Coordinate annotation entries
-=-=-
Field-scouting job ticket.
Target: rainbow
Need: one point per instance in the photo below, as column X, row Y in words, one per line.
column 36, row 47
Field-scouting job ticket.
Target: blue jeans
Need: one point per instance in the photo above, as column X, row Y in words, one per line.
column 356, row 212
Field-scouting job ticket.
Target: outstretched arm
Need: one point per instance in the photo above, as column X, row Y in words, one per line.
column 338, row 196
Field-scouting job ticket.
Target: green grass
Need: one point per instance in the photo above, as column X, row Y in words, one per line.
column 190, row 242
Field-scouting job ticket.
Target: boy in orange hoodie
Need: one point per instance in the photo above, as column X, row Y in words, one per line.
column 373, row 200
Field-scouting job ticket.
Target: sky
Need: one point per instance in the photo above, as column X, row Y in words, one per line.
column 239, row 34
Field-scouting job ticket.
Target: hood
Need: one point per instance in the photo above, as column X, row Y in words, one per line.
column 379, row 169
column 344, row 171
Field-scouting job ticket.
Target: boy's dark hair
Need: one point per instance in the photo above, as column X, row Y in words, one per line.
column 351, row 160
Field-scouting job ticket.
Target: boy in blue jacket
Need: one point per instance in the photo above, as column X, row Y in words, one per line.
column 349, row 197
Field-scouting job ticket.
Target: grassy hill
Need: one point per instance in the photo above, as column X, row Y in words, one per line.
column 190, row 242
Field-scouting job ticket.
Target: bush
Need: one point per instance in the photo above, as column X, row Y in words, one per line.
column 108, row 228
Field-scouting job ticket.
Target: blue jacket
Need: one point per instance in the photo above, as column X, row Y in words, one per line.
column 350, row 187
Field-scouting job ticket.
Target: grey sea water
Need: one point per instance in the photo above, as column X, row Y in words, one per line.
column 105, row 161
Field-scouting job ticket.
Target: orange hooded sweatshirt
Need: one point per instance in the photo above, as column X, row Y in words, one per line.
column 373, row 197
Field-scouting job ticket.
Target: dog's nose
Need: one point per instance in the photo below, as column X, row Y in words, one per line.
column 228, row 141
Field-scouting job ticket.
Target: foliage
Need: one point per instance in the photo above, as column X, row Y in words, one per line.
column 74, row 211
-=-=-
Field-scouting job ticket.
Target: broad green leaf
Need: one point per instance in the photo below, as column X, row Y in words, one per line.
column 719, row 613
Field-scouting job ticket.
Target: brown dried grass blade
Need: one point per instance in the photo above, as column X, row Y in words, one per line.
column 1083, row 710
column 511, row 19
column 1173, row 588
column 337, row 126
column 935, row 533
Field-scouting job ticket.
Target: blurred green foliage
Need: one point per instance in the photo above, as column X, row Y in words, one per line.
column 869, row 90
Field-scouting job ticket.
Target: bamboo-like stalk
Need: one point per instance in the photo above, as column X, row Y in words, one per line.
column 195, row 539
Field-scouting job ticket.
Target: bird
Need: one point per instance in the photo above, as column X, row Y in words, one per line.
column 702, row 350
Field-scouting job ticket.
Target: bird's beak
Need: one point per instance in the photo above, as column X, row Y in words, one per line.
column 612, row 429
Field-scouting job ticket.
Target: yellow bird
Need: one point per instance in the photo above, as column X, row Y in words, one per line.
-=-=-
[To do]: Report every line in the records that contains the string "foliage", copying each one in full. Case counts when matching.

[Written answer]:
Target: foliage
Target: blurred green foliage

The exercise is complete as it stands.